• **TASK STATEMENT**
Below is a listing to copy exactly; no image goes into the copy.

• **GIVEN DATA**

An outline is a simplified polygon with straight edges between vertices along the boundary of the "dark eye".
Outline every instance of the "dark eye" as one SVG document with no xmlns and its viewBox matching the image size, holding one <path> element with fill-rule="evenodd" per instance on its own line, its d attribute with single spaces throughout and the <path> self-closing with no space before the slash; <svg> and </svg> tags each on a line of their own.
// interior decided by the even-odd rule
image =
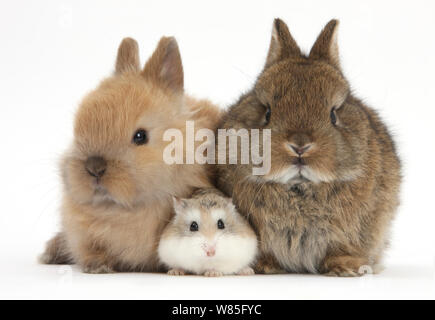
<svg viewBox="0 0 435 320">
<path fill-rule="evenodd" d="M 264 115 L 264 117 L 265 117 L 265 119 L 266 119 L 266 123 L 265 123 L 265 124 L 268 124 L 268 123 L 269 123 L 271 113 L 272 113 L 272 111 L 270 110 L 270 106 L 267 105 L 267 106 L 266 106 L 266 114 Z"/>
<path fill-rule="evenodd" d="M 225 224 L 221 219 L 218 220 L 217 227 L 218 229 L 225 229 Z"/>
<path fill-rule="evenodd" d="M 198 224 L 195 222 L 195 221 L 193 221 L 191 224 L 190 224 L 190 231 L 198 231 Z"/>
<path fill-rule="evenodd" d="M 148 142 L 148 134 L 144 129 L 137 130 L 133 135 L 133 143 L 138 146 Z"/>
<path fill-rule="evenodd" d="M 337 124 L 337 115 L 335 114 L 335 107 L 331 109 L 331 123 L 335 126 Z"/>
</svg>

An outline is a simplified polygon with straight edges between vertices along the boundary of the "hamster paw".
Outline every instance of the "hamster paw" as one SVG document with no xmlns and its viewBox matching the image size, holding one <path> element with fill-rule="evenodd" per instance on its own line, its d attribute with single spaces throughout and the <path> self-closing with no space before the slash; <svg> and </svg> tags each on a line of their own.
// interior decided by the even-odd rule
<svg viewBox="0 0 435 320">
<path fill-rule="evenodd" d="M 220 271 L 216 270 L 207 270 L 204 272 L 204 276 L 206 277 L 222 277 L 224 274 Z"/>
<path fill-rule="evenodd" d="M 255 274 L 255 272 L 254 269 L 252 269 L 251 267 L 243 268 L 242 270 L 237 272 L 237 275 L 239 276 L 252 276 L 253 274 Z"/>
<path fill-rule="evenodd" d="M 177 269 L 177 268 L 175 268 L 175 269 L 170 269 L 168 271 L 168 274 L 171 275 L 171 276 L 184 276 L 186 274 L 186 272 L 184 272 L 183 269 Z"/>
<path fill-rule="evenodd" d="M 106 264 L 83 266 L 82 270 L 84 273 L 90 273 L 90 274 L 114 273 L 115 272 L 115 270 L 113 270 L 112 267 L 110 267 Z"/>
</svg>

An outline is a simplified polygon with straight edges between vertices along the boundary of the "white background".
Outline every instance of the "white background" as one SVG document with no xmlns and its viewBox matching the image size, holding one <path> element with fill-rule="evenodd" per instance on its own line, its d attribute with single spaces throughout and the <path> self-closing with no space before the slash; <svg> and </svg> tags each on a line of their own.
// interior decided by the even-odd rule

• **RESPONSE**
An outline is a simplified polygon with straight edges between vertices along the boundary of the "dark eye".
Outline every instance of the "dark eye" as one SVG document with no xmlns and its viewBox matching the image size, holding one <path> element with fill-rule="evenodd" per instance on its own line, its d attribute with single spaces throughout and the <path> self-closing with no space before the slash; <svg> and </svg> tags each on a line of their own.
// interior decided by the even-odd rule
image =
<svg viewBox="0 0 435 320">
<path fill-rule="evenodd" d="M 264 115 L 264 117 L 265 117 L 265 119 L 266 119 L 266 123 L 265 123 L 265 124 L 268 124 L 268 123 L 269 123 L 271 113 L 272 113 L 272 111 L 270 110 L 270 106 L 267 105 L 267 106 L 266 106 L 266 114 Z"/>
<path fill-rule="evenodd" d="M 225 224 L 221 219 L 218 220 L 217 227 L 218 229 L 225 229 Z"/>
<path fill-rule="evenodd" d="M 198 224 L 195 222 L 195 221 L 193 221 L 191 224 L 190 224 L 190 231 L 198 231 Z"/>
<path fill-rule="evenodd" d="M 148 142 L 148 134 L 144 129 L 137 130 L 133 135 L 133 143 L 138 146 Z"/>
<path fill-rule="evenodd" d="M 337 124 L 337 115 L 335 114 L 335 107 L 331 109 L 331 123 L 335 126 Z"/>
</svg>

An outline is a simplified polygon with straight edges between vertices along the boundary of the "hamster paw".
Outline every instance of the "hamster paw" as one SVG document with no xmlns and its viewBox matching the image size, holding one <path> element with fill-rule="evenodd" per instance on its own line, its d attribute with single spaces throughout and the <path> self-closing with no space before the slash; <svg> and </svg> tags each on a line of their own.
// interior decided by the even-odd rule
<svg viewBox="0 0 435 320">
<path fill-rule="evenodd" d="M 220 271 L 216 270 L 207 270 L 204 272 L 204 276 L 206 277 L 222 277 L 224 274 Z"/>
<path fill-rule="evenodd" d="M 255 274 L 255 272 L 254 269 L 252 269 L 251 267 L 243 268 L 242 270 L 237 272 L 237 275 L 239 276 L 252 276 L 253 274 Z"/>
<path fill-rule="evenodd" d="M 177 269 L 177 268 L 175 268 L 175 269 L 170 269 L 168 271 L 168 274 L 171 275 L 171 276 L 184 276 L 186 274 L 186 272 L 184 272 L 183 269 Z"/>
<path fill-rule="evenodd" d="M 106 264 L 83 266 L 82 270 L 84 273 L 90 273 L 90 274 L 114 273 L 115 272 L 115 270 L 113 270 L 112 267 L 110 267 Z"/>
</svg>

An outline is a simplified polygon with straight edges between vertices along the boundary of the "white background".
Outline every instance of the "white background" as one SVG document with no xmlns and its viewBox matching the image size, holding one <path> element with fill-rule="evenodd" per instance on its own line, its d attribute with single spaces throughout and the <path> self-closing with no space before the slash; <svg> and </svg> tags each on a line of their own.
// interior decided by the even-odd rule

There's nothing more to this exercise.